_TASK INSTRUCTIONS_
Which of the lines below hold "every"? Please return each one.

━━━━━ EXTRACTED ENTRIES

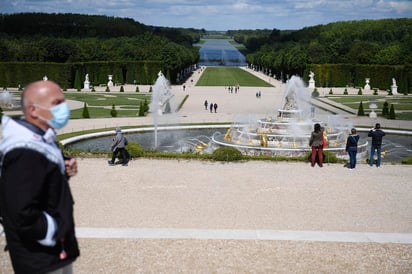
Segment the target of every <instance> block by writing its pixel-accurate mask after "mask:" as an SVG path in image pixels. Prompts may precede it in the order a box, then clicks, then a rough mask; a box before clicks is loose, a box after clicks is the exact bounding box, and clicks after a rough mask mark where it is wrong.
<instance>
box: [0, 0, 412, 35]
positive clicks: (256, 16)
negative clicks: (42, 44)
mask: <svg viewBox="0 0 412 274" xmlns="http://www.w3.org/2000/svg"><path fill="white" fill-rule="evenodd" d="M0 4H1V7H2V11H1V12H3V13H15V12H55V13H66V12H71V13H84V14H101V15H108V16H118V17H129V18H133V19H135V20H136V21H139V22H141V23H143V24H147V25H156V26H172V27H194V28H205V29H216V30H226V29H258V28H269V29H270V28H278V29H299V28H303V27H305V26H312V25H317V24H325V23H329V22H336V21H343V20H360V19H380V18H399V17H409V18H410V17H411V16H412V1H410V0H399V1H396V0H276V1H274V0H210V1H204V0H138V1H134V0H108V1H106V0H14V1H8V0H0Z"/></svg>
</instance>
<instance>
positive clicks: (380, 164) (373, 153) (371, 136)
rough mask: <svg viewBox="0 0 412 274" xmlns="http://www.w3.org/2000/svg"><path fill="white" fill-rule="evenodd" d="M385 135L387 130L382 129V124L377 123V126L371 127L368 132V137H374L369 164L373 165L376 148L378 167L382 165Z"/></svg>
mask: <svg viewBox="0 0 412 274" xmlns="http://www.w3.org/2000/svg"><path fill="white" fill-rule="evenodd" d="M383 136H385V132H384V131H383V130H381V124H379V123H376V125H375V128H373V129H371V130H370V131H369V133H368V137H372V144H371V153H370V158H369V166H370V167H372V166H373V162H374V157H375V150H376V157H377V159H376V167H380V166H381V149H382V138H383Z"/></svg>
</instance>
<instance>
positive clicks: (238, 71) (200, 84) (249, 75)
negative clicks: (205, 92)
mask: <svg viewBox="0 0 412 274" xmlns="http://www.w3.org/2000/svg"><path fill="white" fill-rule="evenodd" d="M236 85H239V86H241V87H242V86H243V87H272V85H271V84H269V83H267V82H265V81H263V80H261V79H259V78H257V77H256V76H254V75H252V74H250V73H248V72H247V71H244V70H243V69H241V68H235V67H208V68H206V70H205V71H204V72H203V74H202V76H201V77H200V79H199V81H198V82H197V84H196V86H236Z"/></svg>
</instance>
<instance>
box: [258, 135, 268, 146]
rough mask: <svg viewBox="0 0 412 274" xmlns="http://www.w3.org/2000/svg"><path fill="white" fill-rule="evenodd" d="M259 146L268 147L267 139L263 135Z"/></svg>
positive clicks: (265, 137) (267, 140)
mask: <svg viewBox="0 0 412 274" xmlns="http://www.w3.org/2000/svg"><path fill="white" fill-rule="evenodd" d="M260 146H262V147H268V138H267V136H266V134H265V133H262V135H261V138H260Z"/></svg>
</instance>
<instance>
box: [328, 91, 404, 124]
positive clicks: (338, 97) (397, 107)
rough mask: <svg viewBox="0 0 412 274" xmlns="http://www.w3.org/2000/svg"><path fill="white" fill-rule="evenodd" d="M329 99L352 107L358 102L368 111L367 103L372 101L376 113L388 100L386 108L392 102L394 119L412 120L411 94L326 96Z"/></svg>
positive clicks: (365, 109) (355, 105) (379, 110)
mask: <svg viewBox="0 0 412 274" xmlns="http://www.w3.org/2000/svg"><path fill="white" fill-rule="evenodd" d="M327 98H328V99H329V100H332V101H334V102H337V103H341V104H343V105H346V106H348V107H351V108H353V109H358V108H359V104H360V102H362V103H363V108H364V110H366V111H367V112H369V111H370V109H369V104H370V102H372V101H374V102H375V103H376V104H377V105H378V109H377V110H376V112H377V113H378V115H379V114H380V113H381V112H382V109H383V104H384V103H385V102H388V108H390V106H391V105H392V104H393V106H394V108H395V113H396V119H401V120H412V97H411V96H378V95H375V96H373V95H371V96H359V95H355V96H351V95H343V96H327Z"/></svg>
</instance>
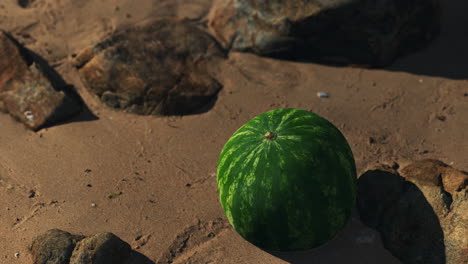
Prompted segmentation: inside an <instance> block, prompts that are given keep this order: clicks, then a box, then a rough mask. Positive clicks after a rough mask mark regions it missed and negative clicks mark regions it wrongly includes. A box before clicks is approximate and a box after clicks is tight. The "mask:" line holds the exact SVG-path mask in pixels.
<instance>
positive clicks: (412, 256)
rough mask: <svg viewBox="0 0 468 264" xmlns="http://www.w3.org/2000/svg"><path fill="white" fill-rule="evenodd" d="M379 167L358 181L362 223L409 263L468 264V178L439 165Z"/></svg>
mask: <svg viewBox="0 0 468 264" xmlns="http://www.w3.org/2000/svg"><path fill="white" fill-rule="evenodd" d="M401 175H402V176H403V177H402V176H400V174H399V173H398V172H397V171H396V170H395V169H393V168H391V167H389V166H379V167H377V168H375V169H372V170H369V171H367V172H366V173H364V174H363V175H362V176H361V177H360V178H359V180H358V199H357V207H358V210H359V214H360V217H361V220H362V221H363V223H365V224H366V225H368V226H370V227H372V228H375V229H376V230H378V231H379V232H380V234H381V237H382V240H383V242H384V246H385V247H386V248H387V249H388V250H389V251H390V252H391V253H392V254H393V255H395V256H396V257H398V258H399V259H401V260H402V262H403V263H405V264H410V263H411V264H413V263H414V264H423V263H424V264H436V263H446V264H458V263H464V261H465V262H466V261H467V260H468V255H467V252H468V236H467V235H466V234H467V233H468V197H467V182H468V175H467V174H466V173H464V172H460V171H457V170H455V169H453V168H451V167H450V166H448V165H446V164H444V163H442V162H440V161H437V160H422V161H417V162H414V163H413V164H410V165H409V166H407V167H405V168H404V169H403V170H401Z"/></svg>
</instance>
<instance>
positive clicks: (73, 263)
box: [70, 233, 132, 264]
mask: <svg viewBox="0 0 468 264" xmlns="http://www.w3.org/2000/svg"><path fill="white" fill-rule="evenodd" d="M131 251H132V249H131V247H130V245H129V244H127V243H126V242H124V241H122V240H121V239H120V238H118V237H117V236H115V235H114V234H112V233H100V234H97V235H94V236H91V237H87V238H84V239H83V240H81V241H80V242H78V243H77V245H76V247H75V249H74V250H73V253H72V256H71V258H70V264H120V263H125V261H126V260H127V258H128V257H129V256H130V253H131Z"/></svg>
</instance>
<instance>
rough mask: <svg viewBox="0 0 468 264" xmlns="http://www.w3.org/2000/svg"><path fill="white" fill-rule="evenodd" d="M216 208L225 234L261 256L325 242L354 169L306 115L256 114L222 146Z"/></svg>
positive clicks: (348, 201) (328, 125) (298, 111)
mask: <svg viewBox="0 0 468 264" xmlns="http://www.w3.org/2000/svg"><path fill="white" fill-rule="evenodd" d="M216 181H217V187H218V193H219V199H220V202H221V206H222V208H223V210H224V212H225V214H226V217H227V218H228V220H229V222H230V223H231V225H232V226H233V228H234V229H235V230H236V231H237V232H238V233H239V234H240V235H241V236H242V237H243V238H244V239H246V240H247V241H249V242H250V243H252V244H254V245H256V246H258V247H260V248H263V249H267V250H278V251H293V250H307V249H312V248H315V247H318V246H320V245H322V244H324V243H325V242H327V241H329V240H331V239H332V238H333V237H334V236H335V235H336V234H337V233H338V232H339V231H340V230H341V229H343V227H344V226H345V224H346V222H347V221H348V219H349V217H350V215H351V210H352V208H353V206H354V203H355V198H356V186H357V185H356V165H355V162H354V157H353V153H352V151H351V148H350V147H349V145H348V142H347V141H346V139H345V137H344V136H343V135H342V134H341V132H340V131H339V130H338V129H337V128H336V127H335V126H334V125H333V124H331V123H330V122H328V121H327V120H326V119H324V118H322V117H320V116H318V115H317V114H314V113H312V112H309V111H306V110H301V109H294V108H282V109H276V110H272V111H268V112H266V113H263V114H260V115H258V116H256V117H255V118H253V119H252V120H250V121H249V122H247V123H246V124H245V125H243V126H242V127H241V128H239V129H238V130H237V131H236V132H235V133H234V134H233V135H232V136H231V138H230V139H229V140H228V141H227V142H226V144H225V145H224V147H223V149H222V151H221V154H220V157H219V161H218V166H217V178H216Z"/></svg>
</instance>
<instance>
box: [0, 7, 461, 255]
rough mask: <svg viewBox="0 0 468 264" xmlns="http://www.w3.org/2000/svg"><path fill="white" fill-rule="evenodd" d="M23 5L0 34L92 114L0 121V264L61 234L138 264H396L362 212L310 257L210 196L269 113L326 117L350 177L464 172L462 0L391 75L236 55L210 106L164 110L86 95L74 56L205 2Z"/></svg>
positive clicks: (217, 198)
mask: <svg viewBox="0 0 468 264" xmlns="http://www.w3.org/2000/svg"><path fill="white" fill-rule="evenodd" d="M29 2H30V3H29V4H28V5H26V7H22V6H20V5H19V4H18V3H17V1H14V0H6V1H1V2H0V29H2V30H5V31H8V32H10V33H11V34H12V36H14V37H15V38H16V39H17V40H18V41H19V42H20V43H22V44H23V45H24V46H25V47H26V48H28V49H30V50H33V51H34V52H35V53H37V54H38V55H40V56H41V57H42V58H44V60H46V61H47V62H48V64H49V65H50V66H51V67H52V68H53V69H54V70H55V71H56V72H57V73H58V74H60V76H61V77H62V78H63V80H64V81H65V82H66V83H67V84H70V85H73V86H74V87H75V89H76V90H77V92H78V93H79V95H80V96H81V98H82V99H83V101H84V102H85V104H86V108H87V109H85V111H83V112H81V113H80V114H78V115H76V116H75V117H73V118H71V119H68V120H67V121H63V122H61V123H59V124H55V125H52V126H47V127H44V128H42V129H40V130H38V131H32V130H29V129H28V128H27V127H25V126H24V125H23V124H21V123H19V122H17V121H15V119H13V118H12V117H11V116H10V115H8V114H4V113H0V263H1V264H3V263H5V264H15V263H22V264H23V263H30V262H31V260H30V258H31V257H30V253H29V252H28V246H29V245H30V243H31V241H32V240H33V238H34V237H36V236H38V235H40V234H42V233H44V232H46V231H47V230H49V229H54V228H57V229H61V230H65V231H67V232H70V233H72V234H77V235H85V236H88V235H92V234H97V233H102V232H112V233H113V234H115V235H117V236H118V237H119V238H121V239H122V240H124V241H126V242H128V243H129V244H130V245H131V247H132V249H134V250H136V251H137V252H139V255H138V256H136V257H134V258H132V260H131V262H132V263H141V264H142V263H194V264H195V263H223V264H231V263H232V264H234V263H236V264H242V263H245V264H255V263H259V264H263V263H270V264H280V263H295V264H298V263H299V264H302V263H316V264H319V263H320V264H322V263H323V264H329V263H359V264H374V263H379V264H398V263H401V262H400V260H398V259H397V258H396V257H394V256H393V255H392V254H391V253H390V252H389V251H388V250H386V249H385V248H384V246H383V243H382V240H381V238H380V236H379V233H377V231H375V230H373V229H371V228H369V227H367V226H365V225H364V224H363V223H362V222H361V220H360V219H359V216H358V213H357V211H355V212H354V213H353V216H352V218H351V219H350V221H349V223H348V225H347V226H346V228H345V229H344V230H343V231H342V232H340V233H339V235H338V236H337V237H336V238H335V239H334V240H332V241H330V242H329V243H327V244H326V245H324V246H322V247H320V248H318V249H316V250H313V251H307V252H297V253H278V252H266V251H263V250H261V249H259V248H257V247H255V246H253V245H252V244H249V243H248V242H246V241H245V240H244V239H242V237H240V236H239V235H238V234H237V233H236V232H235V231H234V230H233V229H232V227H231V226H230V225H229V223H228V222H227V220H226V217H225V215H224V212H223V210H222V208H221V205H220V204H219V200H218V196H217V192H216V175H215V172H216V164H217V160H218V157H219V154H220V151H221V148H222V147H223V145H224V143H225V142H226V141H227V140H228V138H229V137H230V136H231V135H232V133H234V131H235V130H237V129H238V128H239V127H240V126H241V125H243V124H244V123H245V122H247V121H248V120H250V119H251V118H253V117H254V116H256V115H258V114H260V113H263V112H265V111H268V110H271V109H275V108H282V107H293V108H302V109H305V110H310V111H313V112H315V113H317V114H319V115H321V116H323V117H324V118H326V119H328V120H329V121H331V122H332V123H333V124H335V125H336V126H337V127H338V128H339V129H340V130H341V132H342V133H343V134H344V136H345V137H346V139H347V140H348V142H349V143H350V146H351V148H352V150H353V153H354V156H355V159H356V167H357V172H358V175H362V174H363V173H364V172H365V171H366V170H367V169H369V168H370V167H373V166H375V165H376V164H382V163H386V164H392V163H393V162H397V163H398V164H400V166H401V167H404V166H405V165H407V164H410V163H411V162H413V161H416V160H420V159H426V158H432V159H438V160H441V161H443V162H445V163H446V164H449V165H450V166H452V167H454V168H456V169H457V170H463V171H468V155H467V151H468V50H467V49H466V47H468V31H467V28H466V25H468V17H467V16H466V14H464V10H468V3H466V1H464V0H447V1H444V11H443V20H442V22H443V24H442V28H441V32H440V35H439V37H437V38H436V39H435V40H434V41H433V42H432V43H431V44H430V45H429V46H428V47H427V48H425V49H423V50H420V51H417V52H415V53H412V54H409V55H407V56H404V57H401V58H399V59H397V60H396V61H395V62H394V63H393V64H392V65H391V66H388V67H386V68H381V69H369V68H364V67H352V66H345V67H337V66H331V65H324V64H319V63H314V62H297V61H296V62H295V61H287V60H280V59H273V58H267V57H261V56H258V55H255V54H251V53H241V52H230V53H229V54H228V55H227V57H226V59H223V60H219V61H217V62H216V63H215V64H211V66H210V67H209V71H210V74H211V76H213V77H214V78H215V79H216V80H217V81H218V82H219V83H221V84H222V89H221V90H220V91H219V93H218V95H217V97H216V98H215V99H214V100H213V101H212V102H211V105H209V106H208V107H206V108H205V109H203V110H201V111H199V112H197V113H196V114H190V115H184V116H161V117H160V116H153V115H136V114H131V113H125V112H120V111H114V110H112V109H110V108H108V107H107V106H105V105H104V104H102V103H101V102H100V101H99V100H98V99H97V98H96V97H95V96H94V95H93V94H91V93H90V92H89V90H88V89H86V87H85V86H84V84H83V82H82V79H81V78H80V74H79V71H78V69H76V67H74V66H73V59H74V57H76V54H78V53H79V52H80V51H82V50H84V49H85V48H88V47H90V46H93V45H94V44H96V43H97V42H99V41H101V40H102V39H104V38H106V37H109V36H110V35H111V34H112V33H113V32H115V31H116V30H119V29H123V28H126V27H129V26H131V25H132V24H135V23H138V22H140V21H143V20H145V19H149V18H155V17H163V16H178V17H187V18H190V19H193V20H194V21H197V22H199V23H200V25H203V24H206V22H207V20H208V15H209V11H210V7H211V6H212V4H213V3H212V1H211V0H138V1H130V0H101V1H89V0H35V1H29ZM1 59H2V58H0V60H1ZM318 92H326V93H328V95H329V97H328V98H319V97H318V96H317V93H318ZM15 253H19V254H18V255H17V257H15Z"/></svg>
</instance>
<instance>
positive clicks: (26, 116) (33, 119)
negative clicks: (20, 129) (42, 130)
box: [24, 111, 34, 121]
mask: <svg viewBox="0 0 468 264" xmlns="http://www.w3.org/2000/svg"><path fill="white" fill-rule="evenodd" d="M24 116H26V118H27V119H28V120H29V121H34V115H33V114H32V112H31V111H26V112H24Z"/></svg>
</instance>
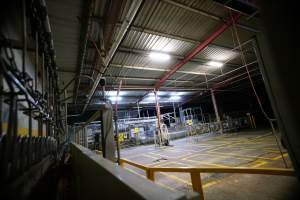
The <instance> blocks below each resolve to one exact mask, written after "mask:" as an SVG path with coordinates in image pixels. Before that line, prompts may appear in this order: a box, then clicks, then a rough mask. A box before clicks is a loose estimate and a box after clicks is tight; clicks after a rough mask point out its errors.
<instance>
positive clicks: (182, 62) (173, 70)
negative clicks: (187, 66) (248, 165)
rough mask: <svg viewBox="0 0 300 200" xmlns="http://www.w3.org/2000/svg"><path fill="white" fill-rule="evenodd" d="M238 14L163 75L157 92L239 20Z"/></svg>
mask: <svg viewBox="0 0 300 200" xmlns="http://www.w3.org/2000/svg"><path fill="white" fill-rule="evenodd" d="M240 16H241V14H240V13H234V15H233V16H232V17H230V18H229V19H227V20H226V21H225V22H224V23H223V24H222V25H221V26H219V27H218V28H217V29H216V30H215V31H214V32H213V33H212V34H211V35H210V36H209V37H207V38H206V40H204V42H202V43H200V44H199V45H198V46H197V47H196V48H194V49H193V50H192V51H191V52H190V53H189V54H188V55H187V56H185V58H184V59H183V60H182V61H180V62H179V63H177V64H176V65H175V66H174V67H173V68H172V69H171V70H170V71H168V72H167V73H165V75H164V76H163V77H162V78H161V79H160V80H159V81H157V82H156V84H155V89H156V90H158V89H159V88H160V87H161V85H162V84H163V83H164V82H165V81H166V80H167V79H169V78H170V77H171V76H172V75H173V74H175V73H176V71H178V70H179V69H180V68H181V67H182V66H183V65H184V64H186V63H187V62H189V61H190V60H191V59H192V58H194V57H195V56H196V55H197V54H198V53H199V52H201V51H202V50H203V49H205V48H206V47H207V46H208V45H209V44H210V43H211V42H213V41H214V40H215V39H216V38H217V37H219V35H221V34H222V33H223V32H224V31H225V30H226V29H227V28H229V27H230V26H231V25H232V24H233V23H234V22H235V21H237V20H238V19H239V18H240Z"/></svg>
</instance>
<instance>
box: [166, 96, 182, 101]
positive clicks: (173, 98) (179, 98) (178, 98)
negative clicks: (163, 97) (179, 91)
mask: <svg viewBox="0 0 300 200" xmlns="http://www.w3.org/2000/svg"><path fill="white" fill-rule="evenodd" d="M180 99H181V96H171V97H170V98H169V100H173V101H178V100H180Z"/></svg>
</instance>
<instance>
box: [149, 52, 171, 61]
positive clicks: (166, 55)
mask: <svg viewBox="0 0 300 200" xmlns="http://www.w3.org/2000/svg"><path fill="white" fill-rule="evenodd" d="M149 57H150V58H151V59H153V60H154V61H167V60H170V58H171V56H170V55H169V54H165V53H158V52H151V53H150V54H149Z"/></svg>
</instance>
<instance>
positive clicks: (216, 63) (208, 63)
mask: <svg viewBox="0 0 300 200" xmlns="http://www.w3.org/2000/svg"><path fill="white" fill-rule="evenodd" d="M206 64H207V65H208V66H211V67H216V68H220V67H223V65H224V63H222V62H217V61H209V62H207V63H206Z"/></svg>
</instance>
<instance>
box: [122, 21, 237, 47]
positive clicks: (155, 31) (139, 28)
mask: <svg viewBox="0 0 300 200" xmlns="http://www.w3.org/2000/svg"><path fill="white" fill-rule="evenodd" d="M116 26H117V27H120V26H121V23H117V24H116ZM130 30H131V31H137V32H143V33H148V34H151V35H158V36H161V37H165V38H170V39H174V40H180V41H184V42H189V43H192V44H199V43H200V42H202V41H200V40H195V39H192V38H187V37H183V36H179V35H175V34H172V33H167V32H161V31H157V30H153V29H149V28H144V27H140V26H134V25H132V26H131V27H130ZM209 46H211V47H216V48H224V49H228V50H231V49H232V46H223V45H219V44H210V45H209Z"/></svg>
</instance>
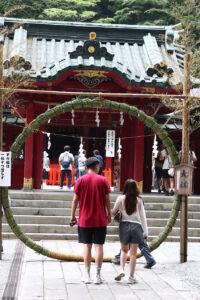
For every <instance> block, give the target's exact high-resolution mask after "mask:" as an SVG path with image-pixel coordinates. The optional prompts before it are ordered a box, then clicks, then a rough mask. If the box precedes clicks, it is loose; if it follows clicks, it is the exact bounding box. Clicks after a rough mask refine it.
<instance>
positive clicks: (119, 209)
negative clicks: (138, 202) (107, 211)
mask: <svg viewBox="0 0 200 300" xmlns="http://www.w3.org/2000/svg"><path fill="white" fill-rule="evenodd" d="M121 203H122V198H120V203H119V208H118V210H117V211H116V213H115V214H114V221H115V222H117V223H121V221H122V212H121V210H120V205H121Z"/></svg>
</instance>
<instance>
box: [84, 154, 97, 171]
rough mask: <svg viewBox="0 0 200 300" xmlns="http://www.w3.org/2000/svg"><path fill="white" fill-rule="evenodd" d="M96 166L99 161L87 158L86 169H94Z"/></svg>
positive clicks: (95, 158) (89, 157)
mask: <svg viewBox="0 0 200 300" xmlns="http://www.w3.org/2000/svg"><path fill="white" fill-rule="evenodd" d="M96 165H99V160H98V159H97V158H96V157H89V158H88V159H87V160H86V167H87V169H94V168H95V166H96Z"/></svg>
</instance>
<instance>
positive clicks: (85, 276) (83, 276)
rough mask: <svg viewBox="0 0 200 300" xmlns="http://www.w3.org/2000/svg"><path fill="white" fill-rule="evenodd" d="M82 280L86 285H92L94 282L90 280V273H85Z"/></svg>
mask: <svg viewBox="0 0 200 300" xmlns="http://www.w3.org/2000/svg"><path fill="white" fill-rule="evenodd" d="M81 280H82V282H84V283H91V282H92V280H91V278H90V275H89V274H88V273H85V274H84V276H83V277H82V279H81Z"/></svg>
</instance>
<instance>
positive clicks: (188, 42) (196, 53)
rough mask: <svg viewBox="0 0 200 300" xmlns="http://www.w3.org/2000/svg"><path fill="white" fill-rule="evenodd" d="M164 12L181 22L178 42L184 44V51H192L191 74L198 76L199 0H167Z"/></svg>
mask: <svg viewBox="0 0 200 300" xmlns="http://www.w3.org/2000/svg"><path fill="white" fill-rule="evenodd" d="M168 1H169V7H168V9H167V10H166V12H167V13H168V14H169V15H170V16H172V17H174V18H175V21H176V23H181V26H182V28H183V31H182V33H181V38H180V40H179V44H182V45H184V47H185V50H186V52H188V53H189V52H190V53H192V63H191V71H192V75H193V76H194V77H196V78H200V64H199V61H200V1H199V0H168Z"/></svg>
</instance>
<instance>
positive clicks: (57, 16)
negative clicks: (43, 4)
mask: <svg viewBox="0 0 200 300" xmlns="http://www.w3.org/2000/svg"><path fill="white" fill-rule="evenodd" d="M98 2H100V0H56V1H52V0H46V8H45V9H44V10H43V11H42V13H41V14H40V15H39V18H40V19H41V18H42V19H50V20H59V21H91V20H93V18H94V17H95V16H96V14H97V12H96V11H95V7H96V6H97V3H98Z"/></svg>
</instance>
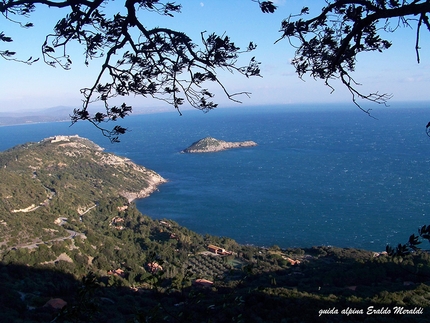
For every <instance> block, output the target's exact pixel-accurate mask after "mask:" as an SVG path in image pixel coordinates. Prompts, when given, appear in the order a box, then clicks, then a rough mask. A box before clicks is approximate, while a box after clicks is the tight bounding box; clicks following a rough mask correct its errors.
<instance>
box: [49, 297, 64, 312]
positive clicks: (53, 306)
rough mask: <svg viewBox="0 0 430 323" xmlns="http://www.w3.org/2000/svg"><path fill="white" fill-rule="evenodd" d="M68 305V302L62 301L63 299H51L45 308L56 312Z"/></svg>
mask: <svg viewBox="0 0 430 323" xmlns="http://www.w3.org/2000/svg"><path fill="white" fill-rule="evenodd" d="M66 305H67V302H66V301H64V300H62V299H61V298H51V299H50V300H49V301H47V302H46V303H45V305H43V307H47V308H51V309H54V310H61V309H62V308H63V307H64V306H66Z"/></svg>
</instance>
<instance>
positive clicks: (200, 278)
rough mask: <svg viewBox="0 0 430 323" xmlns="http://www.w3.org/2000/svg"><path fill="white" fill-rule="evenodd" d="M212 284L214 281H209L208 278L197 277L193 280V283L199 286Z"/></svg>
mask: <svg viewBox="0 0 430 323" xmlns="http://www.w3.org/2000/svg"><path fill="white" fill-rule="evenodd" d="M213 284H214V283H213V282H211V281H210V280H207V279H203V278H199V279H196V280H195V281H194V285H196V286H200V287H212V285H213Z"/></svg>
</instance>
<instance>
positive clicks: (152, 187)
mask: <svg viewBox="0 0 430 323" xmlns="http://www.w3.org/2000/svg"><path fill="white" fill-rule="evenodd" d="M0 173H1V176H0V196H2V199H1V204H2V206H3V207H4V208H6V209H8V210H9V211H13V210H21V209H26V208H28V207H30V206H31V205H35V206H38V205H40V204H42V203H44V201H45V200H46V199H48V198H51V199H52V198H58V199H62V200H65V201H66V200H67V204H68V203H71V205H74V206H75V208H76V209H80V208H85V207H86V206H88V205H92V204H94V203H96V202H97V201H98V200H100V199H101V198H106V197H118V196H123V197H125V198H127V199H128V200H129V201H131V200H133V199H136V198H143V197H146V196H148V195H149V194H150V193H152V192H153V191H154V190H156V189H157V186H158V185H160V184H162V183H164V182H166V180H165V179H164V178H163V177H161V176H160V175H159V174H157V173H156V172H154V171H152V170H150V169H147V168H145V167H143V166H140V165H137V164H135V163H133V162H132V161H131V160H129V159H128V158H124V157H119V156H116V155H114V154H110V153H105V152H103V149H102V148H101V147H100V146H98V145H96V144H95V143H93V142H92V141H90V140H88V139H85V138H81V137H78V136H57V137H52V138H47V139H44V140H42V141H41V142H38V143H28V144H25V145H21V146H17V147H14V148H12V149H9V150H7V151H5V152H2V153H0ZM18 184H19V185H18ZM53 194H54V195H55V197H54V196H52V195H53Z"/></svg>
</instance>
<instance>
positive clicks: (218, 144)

━━━━━━━━━━

_COMPLETED TASK_
Segment the target of every <instance> block by writing its pixel-accurate mask after "mask:" as an SVG path in image pixels. Prompts may precede it in the order a box, then clicks, then a rough mask; a box before clicks is loose, a box after clicks is the exact bounding box, and clicks after a rough mask mark where it is wrong.
For every <instance> block, give the target's exact high-resolution mask after "mask:" as an SVG path with image-pixel coordinates. The optional prompts before it are ordered a box, then clicks, then a rough mask. If the box precedes clicks, it is loose; if it follows clicks, it is the exact bounding box. Clicks after a rough mask refine it.
For every <instance> block, output the target's exact pixel-accurate mask after "mask:" as an SVG path in image pixel coordinates. Prompts, when given, appear in the order a box, then clicks, then a rough mask. A box before clicks is approximate, while a box after clicks is the tight bounding box; clicks following a rough mask correct its errors.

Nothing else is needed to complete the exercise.